## CONSEGNA
Come diventa, nella recensione del romanzo di Murakami, la parte che si apre con le parole contenenti "Perché ha una" e si chiude con "senza annoiare minimamente.", se si sostituisce "scrittura" con "prosa"?

## BRANO SCELTO
--- --- ---

Anche per me, con tutto che
odio la bicicletta (e soprattutto i ciclisti), leggere Haruki Murakami è come andare in bicicletta su una leggera discesa,
in una giornata di sole e con il vento tra i capelli. Piacevole, rilassante,
nessuna fatica, divertimento puro.
Perché ha una scrittura superlativa,
pulitissima, senza fronzoli, il massimo di semplicità e chiarezza. La ricerca
della semplicità è uno dei suoi punti di forza, e Murakami in questo riesce
benissimo senza annoiare minimamente.
Il giapponese ripete l’exploit di 1q84 facendo uscire un romanzo in due volumi: come si evince anche
dal sottotitolo (Libro primo: idee che
affiorano). Questo L’assassinio del
commendatore è diviso in due parti delle quali la seconda uscirà a fine
gennaio 2019. Non che ciò faccia stare con l’ansia di conoscere come andrà a
finire: è come averne interrotta a metà la lettura per poi riprenderlo dopo un
paio di mesi: non c’è una vicenda piena di pathos
interrotta nel bel mezzo di un’azione entusiasmante, il tutto è molto
tranquillo e le cose succedono consequenzialmente.

--- --- ---

## MATERIALE
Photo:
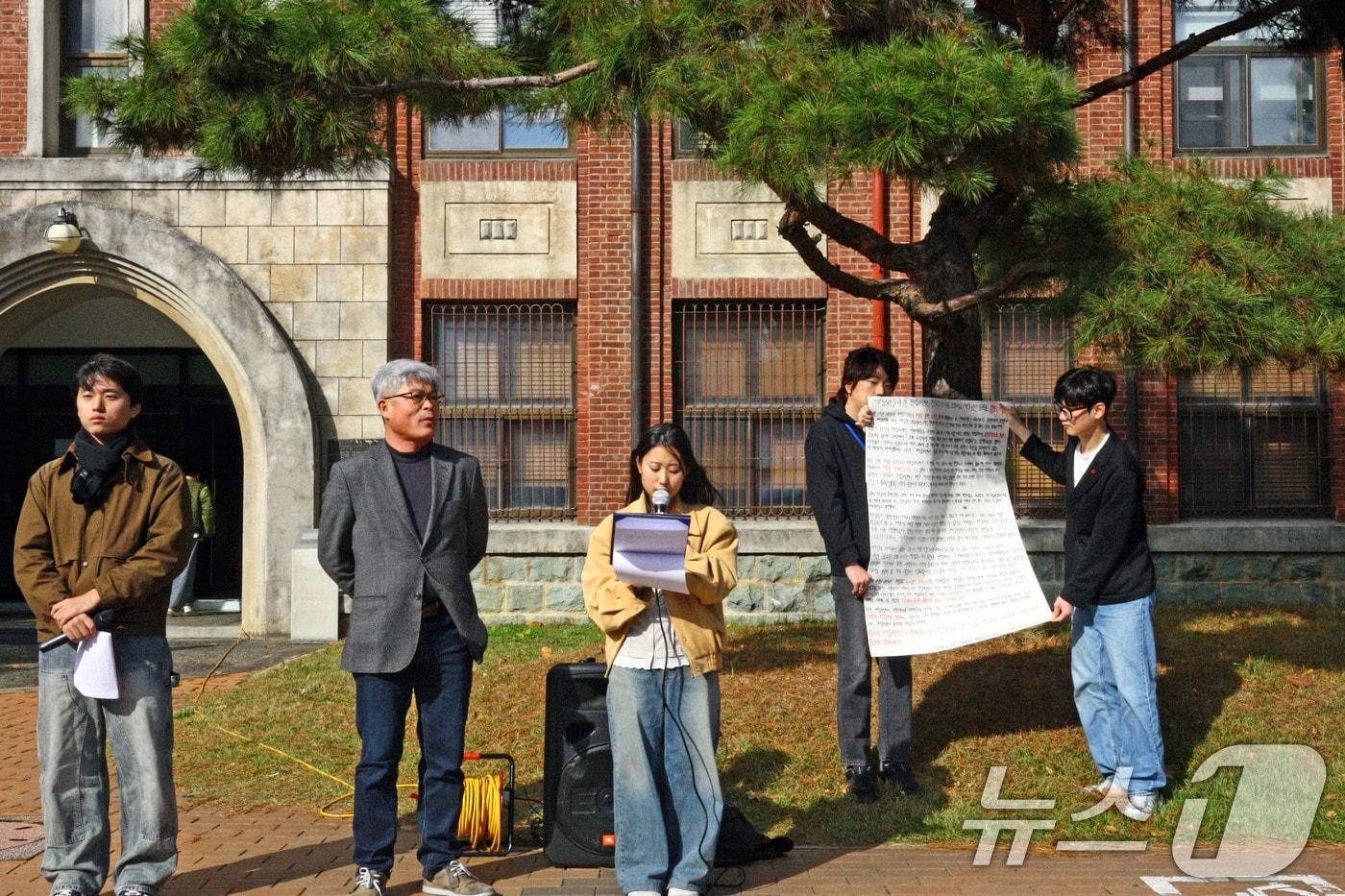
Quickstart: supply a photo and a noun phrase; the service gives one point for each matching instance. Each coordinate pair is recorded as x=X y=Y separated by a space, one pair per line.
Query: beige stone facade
x=313 y=254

--- --- ---

## RISPOSTA
Perché ha una prosa superlativa,
pulitissima, senza fronzoli, il massimo di semplicità e chiarezza. La ricerca
della semplicità è uno dei suoi punti di forza, e Murakami in questo riesce
benissimo senza annoiare minimamente.